TU OBJETIVO
Extrae, por favor, todas las líneas de abajo que contengan la palabra "green" y cópialas sin cambios.

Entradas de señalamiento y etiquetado
-.-.-

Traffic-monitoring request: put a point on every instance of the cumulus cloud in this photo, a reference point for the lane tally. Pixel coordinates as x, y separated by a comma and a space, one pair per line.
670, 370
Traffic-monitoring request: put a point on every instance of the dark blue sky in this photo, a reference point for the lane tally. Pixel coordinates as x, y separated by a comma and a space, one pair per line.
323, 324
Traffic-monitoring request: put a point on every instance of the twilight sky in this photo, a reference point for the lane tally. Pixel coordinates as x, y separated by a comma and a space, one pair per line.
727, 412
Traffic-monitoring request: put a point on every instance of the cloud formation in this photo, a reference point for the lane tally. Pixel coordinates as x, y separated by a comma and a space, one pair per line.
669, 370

-.-.-

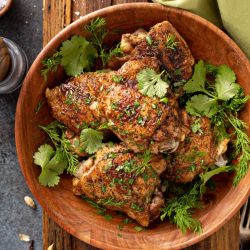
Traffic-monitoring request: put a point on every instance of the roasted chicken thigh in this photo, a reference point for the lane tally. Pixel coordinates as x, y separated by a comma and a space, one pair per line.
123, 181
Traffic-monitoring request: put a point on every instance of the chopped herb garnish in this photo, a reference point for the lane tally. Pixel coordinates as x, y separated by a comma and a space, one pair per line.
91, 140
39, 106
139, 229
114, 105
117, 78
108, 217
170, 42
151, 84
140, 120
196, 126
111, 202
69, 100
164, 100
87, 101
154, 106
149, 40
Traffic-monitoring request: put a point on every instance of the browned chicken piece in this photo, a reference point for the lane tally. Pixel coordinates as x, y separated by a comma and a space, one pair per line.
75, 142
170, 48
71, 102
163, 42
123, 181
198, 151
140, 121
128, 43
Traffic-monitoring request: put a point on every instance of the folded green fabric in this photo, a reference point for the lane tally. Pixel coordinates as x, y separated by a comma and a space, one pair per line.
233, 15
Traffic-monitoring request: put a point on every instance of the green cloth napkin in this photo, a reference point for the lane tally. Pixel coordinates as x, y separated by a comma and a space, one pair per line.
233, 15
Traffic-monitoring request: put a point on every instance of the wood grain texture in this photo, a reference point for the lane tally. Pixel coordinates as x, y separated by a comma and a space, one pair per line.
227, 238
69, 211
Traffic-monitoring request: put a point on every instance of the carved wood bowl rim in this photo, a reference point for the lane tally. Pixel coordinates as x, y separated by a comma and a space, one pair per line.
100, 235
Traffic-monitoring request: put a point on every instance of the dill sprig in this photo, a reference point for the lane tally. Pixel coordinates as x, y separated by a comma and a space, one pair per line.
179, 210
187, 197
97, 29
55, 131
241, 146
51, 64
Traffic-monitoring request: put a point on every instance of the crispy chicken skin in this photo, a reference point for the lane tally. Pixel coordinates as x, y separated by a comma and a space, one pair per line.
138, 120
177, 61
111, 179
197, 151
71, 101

-.-.-

RESULTADO COMPLETO
Traffic-monitoring request: put a point on every instance of the folded green fabric in this photo, a reference point for the lane tally. Pixel coordinates as x, y separated by a comma and a space, one pair per line.
Traffic-monitoring request: put a point on every instance of the green cloth napkin in this photo, a reference point for the lane tally. Pixel coordinates as x, y separated by a comma and a space, one pair per line.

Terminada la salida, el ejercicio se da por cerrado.